▶ [Text to read]:
____

In addition, the FDIC has issued a final rule that requires insured depository institutions with $50 billion or
more in total assets, such as Regions Bank, to submit to the FDIC periodic contingency plans for resolution in the
event of the institution’s failure. The rule requires these insured institutions to submit a resolution plan that will
enable the FDIC, as receiver, to resolve the bank in a manner that ensures that depositors receive access to their
insured deposits within one business day of the institution’s failure, maximizes the net-present-value return from
the sale or disposition of its assets, and minimizes the amount of any loss to be realized by the institution’s
creditors. The final rule also sets specific standards for the resolution plans, including requiring a strategic
analysis of the plan’s components, a description of the strategies for achieving the least costly resolution, and
analyses of the financial company’s organization, material entities, interconnections and interdependencies, and
management information systems, among other elements. The two “living will” rules are complementary.
Debit Card Interchange Fees. The Dodd-Frank Act gives the Federal Reserve the authority to establish
rules regarding interchange fees charged by payment card issuers for transactions in which a person uses certain
types of debit cards, requiring that such fees be reasonable and proportional to the cost incurred by the issuer
with respect to such transaction. In June 2011, the Federal Reserve approved its final rule on debit interchange
fees. The final rule caps the maximum debit interchange fee at 21 cents, plus 5 basis points (multiplied by the
amount of the transaction) to reflect a portion of fraud losses. The restrictions on interchange fees contained in
the final rule are applicable to all debit card issuers who, together with their affiliates, possess more than $10
billion in assets, such as Regions Bank. The debit interchange fee provision took effect on October 1, 2011.
In addition to the final rule on debit interchange fees, the Federal Reserve issued an interim final rule that
provides an upward adjustment of a maximum of 1 cent to an issuer’s debit card interchange fee if the issuer
establishes and implements procedures that meet specified fraud-prevention standards set forth under the interim
final rule. In order to receive the adjustment, qualifying issuers must certify their eligibility to the payment card
networks in which they participate. The fraud-prevention adjustment provision took effect on October 1, 2011,
but may be revised by the Federal Reserve at a later date based on comments received through September 30,
2011. Regions Bank is currently eligible for this adjustment.

____

▶ [Data]:

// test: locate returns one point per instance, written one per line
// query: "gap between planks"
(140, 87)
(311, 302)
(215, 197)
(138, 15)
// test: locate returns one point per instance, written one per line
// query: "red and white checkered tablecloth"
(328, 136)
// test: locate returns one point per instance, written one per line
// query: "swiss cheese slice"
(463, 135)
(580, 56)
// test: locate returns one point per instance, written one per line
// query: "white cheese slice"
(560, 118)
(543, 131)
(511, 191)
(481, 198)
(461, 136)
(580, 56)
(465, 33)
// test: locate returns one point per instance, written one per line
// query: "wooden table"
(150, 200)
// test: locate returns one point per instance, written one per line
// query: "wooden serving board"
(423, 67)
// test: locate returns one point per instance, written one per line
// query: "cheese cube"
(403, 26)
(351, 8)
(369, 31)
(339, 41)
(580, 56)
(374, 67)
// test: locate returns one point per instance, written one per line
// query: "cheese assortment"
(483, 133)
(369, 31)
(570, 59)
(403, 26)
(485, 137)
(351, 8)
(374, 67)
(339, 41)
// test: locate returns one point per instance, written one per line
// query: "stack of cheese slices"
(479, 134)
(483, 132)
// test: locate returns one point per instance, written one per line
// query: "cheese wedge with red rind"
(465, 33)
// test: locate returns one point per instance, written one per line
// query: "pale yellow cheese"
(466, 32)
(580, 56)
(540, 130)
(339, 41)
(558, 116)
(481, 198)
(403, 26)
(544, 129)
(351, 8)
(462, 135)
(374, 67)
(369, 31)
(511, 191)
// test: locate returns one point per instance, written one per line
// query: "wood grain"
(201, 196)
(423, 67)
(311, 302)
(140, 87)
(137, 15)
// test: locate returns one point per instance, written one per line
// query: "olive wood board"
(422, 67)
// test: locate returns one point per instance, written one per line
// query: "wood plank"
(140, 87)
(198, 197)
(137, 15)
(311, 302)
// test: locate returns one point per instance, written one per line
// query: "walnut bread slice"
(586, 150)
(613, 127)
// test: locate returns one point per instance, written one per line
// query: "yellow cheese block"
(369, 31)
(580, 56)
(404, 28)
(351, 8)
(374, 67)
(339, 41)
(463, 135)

____

▶ [List of tasks]:
1. According to the banking regulation text, what is the maximum debit interchange fee set by the Federal Reserve's final rule?
2. Reproduce the banking regulation text from "In addition to" to "for this adjustment.".
3. List the outcomes that the banking regulation text says a resolution plan must enable the FDIC, as receiver, to achieve in resolving the bank.

▶ [Full answers]:
1. 21 cents, plus 5 basis points multiplied by the amount of the transaction.

2.
In addition to the final rule on debit interchange fees, the Federal Reserve issued an interim final rule that
provides an upward adjustment of a maximum of 1 cent to an issuer’s debit card interchange fee if the issuer
establishes and implements procedures that meet specified fraud-prevention standards set forth under the interim
final rule. In order to receive the adjustment, qualifying issuers must certify their eligibility to the payment card
networks in which they participate. The fraud-prevention adjustment provision took effect on October 1, 2011,
but may be revised by the Federal Reserve at a later date based on comments received through September 30,
2011. Regions Bank is currently eligible for this adjustment.

3.
- Depositors receive access to their insured deposits within one business day of the institution's failure.
- The net-present-value return from the sale or disposition of the institution's assets is maximized.
- The amount of any loss to be realized by the institution's creditors is minimized.